## [Source document]

____

Talking about dying is something many of us avoid but clinicians say it is hugely important.
Community and hospital-based teams from Blackpool Teaching Hospitals NHS Foundation Trust are backing Dying Matters Awareness Week from May 9 to 15 and this year the theme is ‘The Big Conversation’.
Gill Cross, a Clinical Nurse Specialist and a member of the Palliative Care Team at Blackpool Victoria Hospital, said talking more openly about dying can help people to make the most of life and support loved ones.
The team, which won the title of Palliative Care Team of the Year at the British Medical Journal (BMJ) Awards at a ceremony in Westminster last Thursday, May 5, works with patients and families to provide the best possible care at the end of life.
Gill, who is employed by Trinity Hospice and has worked at Blackpool Victoria Hospital for more than 10 years, said: “It has become almost taboo to talk about dying.
“Some people think that if they talk about dying, it will make it happen.
“However, it’s a natural thing to talk about. It’s good for people of all ages to talk about what they might like to happen and to make plans.”
The hospital’s Palliative Care team consists of two consultants, a Consultant Pharmacist, three Clinical Nurse Specialists and three Associate Clinical Nurse Specialists.
If a patient has been diagnosed as being terminally ill, he or she is referred to Gill and the rest of the team for symptom management, psychological support and/or advance care planning. The team members work closely with doctors, nurses and other medical specialists on hospital wards to give each person the best possible care.
Gill, who lives in Blackpool, explained: “As a team, we work closely with patients to find out what is important to them and to achieve their goals.
“We sit down and talk with patients and family members about their wishes. Listening is a big part of our role. We look at the whole person and the whole family.
“It’s not just about where people want to be when they die, it’s about how they want to be cared for while they are with us.
“It’s about quality of life. For example, we can arrange a fast discharge from hospital if someone is in the last weeks or days of life.
“People share a lot of things with us. We are in a privileged position.
“I love my job; it’s really satisfying. If I can improve someone’s quality of life by stopping them vomiting, easing their pain or making their life better in some way, I think that is everything.”
The hospital and community teams will be encouraging people to talk to each other about dying, death and bereavement throughout the awareness week.
There will be information stands at various venues in Blackpool during the week. Venues include Palatine Library on Monday, May 9, from 10am to 2pm; Central Library on Wednesday, May 11, from 10am to 2pm and Moor Park Library on Friday, May 13, from 10am to 2pm. There will also be an information stand on the mezzanine at Blackpool Victoria Hospital from 11am to 2pm on May 9.

____

Continue the article on Blackpool Teaching Hospitals' support for Dying Matters Awareness Week from the point where it stops.

____

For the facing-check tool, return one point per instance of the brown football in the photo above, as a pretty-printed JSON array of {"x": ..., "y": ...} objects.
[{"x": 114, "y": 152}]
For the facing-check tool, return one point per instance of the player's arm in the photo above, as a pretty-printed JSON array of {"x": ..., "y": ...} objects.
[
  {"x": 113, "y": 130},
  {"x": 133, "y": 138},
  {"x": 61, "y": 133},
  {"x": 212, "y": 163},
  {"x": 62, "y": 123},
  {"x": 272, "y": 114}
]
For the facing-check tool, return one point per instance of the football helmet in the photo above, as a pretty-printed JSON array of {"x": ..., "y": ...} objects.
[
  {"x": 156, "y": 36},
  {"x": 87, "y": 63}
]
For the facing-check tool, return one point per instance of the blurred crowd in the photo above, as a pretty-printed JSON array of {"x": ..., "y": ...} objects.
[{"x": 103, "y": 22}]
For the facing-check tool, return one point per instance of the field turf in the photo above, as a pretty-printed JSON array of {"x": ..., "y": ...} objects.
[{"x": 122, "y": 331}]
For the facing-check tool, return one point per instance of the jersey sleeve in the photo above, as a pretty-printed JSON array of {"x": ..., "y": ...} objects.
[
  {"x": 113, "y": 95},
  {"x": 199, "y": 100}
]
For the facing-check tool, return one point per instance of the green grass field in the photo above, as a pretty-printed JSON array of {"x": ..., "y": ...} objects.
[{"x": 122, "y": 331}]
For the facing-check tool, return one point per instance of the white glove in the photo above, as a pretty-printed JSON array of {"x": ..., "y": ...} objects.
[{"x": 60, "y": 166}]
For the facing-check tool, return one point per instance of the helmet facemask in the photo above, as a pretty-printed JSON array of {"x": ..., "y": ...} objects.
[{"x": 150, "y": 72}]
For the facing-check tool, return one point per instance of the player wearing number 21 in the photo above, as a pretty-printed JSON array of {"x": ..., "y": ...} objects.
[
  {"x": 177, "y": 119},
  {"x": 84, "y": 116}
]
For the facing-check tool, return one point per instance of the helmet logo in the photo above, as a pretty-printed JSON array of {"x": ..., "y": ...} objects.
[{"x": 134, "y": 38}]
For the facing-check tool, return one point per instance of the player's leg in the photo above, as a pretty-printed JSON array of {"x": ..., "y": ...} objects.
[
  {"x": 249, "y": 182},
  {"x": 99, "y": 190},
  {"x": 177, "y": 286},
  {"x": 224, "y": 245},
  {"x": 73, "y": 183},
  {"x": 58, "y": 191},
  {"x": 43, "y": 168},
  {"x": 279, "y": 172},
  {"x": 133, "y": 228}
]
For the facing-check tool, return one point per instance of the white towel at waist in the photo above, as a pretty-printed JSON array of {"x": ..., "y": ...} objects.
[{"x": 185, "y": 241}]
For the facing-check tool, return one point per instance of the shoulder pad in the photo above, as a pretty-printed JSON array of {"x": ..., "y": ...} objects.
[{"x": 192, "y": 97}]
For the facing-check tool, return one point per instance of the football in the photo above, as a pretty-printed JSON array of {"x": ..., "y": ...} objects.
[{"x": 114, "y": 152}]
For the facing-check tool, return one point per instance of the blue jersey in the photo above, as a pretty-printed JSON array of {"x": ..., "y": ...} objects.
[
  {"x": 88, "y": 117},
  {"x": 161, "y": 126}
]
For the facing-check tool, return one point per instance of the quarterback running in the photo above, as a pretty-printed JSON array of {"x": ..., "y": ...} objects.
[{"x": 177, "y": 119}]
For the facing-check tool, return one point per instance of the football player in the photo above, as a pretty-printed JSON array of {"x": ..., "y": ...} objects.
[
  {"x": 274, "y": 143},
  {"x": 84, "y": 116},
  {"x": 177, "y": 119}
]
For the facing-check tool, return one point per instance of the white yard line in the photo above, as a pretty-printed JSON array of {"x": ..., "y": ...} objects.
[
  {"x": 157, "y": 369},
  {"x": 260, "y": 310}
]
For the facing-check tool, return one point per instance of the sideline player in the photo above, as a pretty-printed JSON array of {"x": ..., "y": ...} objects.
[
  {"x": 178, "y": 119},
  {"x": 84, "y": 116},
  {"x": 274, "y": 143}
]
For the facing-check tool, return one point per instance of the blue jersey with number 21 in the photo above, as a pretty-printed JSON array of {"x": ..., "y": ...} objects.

____

## [Answer]
Members of the public will be able to pick up information, chat with staff and join ‘The Big Conversation’.
Dying matters information has also been circulated to all GP practices across Blackpool, Fylde and Wyre in collaboration with Trinity hospice.
The awareness week has been organised by the Dying Matters Coalition to encourage people to talk openly about dying, death and bereavement.
Members of the coalition say every minute someone in the UK dies but many people still don’t feel comfortable about exploring the subject. With an ageing population and people living for longer with life limiting illnesses, discussing dying is increasingly important.
Blackpool Teaching Hospitals NHS Foundation Trust is one of 30,000 members of the national Dying Matters Coalition. Members include organisations from the health and care sectors, community groups, social care and housing, faith groups, the legal profession and the funeral sector.
Set up by the National Council for Palliative Care (NCPC) in 2009, the Dying Matters Coalition aims to encourage people to talk about their own end of life issues with friends, family and loved ones in order to make ‘a good death’ possible for the 500,000 people who die in England each year.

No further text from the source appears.